=== Text block ===

Home Health Care News | By Patrick Filbin

Medicare Advantage (MA) enrollment has been on a steady climb over the last two decades. As such, home health agencies have started to adjust operations to better fit the payer landscape in the future, and not just now.

Agencies in states like Michigan, Hawaii and Alabama have already had to do that — and those transitions haven’t been seamless.

Cleamon Moorer Jr., the president and CEO of the Detroit-based American Advantage Home Care, has been molding his company’s strategy around one of the greatest NBA point guards of all time.

“We’re understanding that we need to take a lead position and meet patients where they’re going,” Moorer told Home Health Care News. “It’s like the ‘80s Lakers with Magic Johnson. He threw the ball where Worthy was going to be, not where he was at. We need to go where the patients are going to be.”

American Advantage Home Care provides skilled nursing, rehab and specialty care services. Currently, the company serves seven counties in the Southeast Michigan area and has a census of 200 patients.

Changing of the tides

In 2023, 30.8 million people were listed as enrollees in a Medicare Advantage plan — which made up 51% of the eligible Medicare population — and $454 billion (or 54%) of total federal Medicare spending, according to KFF.

The share of Medicare beneficiaries enrolled in Medicare Advantage varies widely across states and counties, however.
Providers are concerned about MA plans’ reimbursement rates for home health services. Meanwhile, patients have some reason to be concerned over the home health access they’ll have underneath an MA plan.

===

Exercises:
1. In the Medicare Advantage article, rewrite the paragraph beginning "In 2023, 30.8 million people" as a short bulleted list that keeps its figures and source.
2. From the Medicare Advantage article, extract everything from "Agencies in states" down to "of all time.", word for word.
3. Answer these from the Medicare Advantage article:
(a) In which city is American Advantage Home Care based?
(b) What is the company's current patient census?
(c) Which three states are named as places where agencies have already had to adjust?

=== Data records ===

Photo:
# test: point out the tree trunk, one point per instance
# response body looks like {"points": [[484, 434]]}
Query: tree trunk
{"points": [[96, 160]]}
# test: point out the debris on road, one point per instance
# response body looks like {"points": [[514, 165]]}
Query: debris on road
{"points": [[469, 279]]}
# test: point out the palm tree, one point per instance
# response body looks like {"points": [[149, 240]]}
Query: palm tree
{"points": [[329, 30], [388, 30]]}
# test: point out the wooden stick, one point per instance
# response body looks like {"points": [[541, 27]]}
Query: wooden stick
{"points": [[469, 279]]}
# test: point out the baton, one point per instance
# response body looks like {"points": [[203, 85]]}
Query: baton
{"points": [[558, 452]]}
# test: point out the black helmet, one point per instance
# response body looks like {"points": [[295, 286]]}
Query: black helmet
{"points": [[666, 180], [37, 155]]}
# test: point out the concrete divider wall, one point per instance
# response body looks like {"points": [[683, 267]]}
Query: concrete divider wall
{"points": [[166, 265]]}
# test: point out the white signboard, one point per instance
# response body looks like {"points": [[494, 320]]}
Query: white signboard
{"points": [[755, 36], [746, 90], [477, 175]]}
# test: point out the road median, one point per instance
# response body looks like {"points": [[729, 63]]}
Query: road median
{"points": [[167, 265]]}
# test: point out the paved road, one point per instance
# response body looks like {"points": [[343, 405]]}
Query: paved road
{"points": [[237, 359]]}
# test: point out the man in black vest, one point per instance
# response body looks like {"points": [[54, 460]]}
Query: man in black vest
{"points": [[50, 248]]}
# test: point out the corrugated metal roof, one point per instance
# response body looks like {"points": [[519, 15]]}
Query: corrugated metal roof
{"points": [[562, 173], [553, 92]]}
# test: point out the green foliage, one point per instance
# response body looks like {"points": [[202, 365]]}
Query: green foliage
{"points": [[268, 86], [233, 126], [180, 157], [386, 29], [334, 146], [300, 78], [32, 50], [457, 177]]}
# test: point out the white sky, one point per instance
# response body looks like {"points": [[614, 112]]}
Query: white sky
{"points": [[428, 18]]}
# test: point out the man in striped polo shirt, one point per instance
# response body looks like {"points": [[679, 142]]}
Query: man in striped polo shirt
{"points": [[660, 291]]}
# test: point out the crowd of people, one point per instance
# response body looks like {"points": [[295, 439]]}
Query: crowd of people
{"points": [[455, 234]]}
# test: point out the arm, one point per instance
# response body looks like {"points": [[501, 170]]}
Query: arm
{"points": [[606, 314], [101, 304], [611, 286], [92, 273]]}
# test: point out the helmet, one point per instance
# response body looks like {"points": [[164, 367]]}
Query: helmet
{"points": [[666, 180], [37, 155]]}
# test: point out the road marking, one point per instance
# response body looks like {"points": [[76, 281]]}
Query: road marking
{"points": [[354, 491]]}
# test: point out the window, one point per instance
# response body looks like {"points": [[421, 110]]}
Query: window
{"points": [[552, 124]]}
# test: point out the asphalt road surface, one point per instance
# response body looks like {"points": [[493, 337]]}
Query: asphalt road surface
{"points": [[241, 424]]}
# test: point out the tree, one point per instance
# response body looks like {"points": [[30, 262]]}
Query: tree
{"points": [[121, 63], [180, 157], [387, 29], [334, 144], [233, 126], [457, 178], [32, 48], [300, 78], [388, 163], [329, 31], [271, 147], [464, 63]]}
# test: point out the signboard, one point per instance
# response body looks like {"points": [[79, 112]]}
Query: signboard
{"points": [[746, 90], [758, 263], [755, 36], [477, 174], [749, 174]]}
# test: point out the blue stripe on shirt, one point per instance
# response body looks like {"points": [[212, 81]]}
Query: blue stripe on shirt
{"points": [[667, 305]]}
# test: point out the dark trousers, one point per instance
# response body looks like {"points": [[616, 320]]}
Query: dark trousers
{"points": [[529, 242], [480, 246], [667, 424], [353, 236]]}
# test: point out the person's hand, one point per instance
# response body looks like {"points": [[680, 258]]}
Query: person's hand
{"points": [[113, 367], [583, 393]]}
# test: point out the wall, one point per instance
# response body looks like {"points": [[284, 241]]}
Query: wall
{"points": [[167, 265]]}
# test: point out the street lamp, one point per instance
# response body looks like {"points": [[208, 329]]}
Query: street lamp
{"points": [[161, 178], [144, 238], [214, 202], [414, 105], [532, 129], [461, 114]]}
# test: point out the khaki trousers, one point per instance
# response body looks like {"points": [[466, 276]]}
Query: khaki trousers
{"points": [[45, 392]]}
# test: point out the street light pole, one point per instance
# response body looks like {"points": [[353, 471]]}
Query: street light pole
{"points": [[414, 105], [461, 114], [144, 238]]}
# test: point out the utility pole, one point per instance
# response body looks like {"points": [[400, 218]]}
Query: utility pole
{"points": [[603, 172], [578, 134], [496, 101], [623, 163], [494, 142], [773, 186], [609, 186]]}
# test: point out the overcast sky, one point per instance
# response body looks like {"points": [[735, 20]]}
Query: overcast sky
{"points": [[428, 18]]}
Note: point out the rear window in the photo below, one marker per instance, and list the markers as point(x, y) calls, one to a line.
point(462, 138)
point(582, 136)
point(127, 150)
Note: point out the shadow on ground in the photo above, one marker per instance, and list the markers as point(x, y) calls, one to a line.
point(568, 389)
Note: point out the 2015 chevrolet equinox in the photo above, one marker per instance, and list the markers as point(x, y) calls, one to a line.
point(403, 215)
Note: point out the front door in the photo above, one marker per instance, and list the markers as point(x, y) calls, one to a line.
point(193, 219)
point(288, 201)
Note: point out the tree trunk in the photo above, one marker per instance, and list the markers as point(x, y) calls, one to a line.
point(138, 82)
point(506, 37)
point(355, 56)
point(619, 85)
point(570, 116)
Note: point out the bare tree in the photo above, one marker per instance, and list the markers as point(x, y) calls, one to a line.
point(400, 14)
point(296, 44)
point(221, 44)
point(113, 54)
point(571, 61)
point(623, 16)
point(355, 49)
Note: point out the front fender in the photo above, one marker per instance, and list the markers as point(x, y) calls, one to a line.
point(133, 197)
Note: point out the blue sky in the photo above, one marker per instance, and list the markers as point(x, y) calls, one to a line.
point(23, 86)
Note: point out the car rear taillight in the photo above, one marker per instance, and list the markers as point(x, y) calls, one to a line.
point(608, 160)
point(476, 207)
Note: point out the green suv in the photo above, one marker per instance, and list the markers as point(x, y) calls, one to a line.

===

Answers to the exercise:
1.
- Source: KFF
- Year: 2023
- Medicare Advantage enrollees: 30.8 million
- Share of the eligible Medicare population: 51%
- Share of total federal Medicare spending: $454 billion (54%)

2.
Agencies in states like Michigan, Hawaii and Alabama have already had to do that — and those transitions haven’t been seamless.

Cleamon Moorer Jr., the president and CEO of the Detroit-based American Advantage Home Care, has been molding his company’s strategy around one of the greatest NBA point guards of all time.

3.
(a) Detroit
(b) 200 patients
(c) Michigan, Hawaii and Alabama